* **LA TAREA**:
Según el fragmento sobre la laicidad, ¿por qué el ateo medio no se siente obligado a dejar de lado sus tesis materialistas cuando participa en "debates morales o jurídicos-políticos"? Responde en una o dos frases.

* **FRAGMENTO DE ORIGEN**:

Se han estudiado en España con especial detenimiento actitudes dudosamente neutrales en el ámbito socialista, que se han atribuido a la concepción dominante en “la cultura socialista, para la cual la religión es un asunto privado”. Esto contrasta con una apreciación sociológica de hace años sobre “la gran base electoral católica del PSOE; según los estudios electorales existentes, el PSOE depende totalmente del voto católico, y el porcentaje de este voto es mucho mayor que el perteneciente al grupo de los indiferentes, agnósticos y ateos. Incluso el grupo de ‘católicos practicantes’ es mayor que el de ‘indiferentes, agnósticos y ateos’ en los votantes socialistas.

No es extraño que se haya dictaminado que no se puede hablar de neutralidad estatal cuando “toma como propia una ideología, una concepción de la existencia, que pretende imponer desde el poder desconociendo los derechos de las minorías, e incluso, en no pocas ocasiones, de la misma mayoría”. Más bien parece “evidente que este concepto de laicidad, que hoy es más propio denominar laicista para distinguirlo del sentido moderno, deriva en una singular religiofobia”.

La presión de una presunta neutralidad así entendida genera un fenómeno que he calificado de laicismo autoasumido; empuja a los creyentes a recluirse en lo privado, ante el temor de ser acusados -por ser mayoría- de imponer sus convicciones a los demás. El católico español acaba así encontrándose en una situación embarazosa cada vez que intenta “terciar en el debate social”; aunque utilice “argumentos rigurosamente laicos” y no invoque “en ningún momento a Dios”, sus “tesis serán tachadas sistemáticamente de confesionales”. Por el contrario, sus adversarios “creen no tener creencias”; el “ateo típico considera la inexistencia de Dios, la ausencia de cualquier propósito o plan en la creación, la aniquilación de la conciencia en la muerte física, etc., no como opiniones filosóficas suyas, sino como la expresión del ‘sentido común’ neutral, universal, accesible a todos (salvo a esos pintorescos creyentes religiosos, instalados todavía en el pensamiento mágico). El ateo medio cree no creer nada: está convencido de que él no cree, sino que sabe. En la medida en que considera sus tesis materialistas como conocimientos (y no como creencias), no se siente obligado a hacer abstracción de ellas cuando participa en debates morales o jurídicos-políticos”.

Una buena cura de urgencia ofrece la propuesta del Habermas postsecular, en su contraposición de naturalismo y religión. De ahí que se señalara que sería conveniente “explorar las posibilidades de la propuesta habermasiana en nuestro país para mejorar la convivencia y el diálogo entre laicistas que no son religiosos y católicos”; parecerá, en consecuencia, interesante la aparición de “una laicidad de reconocimiento del rol positivo que ejercen las comunidades religiosas en la vida pública y el establecimiento de una política estatal de cooperación con las mismas”.

* **ENTRADAS LISTADAS**:

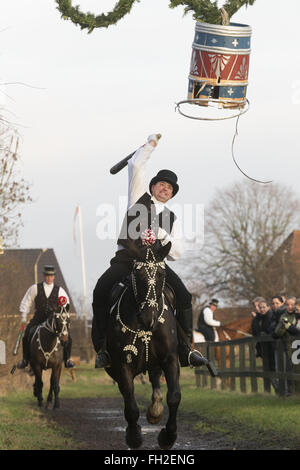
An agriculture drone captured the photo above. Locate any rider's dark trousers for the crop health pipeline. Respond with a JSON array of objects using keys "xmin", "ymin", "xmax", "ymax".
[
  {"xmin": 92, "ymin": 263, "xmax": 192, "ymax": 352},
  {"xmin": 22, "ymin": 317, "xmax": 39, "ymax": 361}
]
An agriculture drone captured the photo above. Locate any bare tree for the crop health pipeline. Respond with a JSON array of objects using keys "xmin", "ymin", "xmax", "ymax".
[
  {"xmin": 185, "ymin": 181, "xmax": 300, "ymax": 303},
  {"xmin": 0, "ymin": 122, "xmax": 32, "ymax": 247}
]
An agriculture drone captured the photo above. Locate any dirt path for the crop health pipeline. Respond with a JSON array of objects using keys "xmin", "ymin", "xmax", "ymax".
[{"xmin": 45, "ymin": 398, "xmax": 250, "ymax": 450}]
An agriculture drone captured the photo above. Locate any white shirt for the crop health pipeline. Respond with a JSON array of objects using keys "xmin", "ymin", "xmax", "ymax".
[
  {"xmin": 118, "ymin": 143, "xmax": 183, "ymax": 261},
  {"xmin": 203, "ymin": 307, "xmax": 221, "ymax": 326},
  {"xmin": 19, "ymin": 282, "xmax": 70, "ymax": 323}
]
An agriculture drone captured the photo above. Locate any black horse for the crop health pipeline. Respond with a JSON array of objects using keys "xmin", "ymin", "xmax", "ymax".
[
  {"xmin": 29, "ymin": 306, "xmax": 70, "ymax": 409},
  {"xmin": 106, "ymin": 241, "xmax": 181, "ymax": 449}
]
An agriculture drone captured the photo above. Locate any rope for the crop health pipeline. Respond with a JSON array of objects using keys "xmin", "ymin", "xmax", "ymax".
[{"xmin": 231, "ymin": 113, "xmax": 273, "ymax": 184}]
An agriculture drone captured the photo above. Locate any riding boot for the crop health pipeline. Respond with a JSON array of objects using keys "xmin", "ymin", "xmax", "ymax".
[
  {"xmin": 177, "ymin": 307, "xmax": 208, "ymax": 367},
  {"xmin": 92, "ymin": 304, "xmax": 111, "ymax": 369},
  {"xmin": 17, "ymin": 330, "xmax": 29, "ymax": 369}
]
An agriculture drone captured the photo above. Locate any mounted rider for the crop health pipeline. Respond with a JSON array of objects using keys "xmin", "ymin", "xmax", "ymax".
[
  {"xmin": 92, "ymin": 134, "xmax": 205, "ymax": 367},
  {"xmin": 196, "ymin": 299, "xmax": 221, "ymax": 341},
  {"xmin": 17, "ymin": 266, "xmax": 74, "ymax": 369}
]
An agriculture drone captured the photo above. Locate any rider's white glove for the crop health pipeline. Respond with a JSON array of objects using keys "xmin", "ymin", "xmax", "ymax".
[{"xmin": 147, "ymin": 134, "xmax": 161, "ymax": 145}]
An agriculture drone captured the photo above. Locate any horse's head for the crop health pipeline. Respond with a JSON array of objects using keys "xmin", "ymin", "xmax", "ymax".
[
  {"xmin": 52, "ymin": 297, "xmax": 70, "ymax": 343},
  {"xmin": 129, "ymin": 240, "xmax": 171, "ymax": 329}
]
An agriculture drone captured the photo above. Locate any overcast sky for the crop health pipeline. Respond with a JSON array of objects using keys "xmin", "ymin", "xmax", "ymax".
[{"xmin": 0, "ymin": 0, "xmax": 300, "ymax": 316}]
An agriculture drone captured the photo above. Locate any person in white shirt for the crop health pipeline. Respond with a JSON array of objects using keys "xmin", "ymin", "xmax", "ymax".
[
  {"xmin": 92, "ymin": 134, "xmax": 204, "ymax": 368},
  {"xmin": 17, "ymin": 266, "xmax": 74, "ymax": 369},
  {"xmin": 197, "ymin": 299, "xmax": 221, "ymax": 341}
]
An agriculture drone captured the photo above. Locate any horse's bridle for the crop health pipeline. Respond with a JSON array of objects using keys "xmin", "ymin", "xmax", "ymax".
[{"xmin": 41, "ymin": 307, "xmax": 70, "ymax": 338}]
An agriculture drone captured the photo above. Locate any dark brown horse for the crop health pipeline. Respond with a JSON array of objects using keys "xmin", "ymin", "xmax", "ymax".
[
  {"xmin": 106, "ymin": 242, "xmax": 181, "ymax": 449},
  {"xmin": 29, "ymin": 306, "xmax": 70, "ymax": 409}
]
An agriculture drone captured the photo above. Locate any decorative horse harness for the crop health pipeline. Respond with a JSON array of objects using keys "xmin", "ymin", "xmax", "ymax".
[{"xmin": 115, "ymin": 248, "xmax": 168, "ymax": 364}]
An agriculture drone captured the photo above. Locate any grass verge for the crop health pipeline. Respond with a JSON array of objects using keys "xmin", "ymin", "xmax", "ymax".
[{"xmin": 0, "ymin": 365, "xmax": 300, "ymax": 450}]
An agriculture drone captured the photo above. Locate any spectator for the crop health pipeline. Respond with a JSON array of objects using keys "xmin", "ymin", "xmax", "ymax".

* **RESPUESTA ESPERADA**:
Porque considera sus tesis materialistas como conocimientos y no como creencias. Está convencido de que él no cree, sino que sabe, y las ve como expresión de un "sentido común" neutral, universal y accesible a todos.